══ Selected passage

Lab Made Synthetic Opioid Is Easily Available and Deadly
U-47700, a new deadly synthetic opioid on the market, goes by “Pink” and is easily purchased and shipped online. The drug is eight times more potent than heroin and is connected to several deaths nationwide.
At this time 80 deaths nationwide have been linked to the synthetic opioid. Four states have banned U-47700, Florida, Ohio Georgia and Wyoming. Marijuana is illegal in 5 times as many states.
The U.S. Drug Enforcement Agency temporarily classifying U-47700 as a Schedule I drug under the federal Controlled Substances Act, on September 7th 2016, making it illegal throughout the United States. This officially puts Pink in the same category as other drugs, including heroin, LSD, and ecstasy and marijuana.
Most transactions are done online and through the mail, so they go unnoticed by law enforcement unless an overdose death occurs, at this point states are playing catch up. Another issue with U-47700 is that chemists can modify the formula and create new variations of it, essentially making state and federal laws against the drug, non-existent.
“The hardest part is when something new comes up, and no one in the country or world has seen it in a forensic setting yet and trying to decide what that actual structure or drug is,” said Bryan Holden, senior forensic scientist with the Utah Department of Public Safety. “Sometimes we have had cases where the substance sat for months and months — no one had ever seen it before, and until someone else sees it or manufactures it then we kind of know what it is.”
U-47700 was originally formulated in the 1970s as an morphine alternative, It is now being produced by chemists in Europe and Asia using patents and recipes found online. The effects of the drug vary and can be fatal even when taking a small dose.

════

> [Required work]
A: Answer these from the article on the synthetic opioid U-47700, one answer per line, marked to match:
(i) How many times more potent than heroin is the drug?
(ii) What position does Bryan Holden hold?
(iii) In what decade was U-47700 first formulated, and as an alternative to what?
B: Render this sentence from the article on U-47700 in Spanish: "The effects of the drug vary and can be fatal even when taking a small dose."
C: Write the next part of the article on the synthetic opioid U-47700, picking up after its final sentence.

══ Stored data

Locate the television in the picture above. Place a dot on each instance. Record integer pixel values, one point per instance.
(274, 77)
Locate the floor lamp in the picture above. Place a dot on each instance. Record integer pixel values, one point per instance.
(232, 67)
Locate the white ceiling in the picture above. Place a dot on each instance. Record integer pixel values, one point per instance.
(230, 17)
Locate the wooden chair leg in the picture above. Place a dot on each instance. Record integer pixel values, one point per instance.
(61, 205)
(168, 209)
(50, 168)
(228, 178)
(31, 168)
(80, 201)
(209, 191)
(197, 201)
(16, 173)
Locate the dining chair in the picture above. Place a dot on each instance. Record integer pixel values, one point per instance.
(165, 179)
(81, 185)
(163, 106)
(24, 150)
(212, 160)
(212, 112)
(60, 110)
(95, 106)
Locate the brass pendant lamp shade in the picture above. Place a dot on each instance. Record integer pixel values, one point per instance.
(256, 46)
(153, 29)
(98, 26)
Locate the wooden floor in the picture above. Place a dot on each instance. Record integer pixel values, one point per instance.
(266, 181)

════

> [Responses for each task]
A:
(i) Eight times.
(ii) Senior forensic scientist with the Utah Department of Public Safety.
(iii) The 1970s, as a morphine alternative.

B: Los efectos de la droga varían y pueden ser mortales incluso al tomar una dosis pequeña.

C:
Deaths from U-47700
This September, two teenage boys in Park City, Utah died within two days of each other after experimenting with the synthetic opioid. The boys had been discussing taking the drug on Snapchat and other social media sites. A third child came forward and admitted to police that she had ordered the substance from China. A box containing a baggie of white powder was shipped to her home and she then distributed it to friends.
Inside the package was “a clear bag with a white powder substance,” she told police. She then gave the bag to two friends. The police report does not say if the drugs that took the two boys lives, were from that package. They stated that 15 other children were known to be associated with the substance. Several officers at the local school found traces of both methamphetamine and U-47700 on the kids’ belongings.
From 1999 to 2014, the number of opioid-related deaths has quadrupled from 8,050 to 28,647, according to statistics from the CDC. Overdose deaths related specifically to synthetic opioids like U-47700 increased from 730 to 5,544 in the same time period.
Opioids and Marijuana
“We know that patients across the US are successfully utilizing cannabis to treat pain” said Americans for Safe Access’s Executive Director Steph Sherer. “It is not a coincidence that opiate deaths are down nearly 25% in the states that allow medical professionals and their patients to utilize cannabis therapies as a treatment option. The Medical Cannabis Access for Pain Treatment: A Viable Strategy to Address the Opioid Crisis report shows that access to medical cannabis for pain treatment would help address two major components of the opiate crisis; accidental overdoses and addiction.”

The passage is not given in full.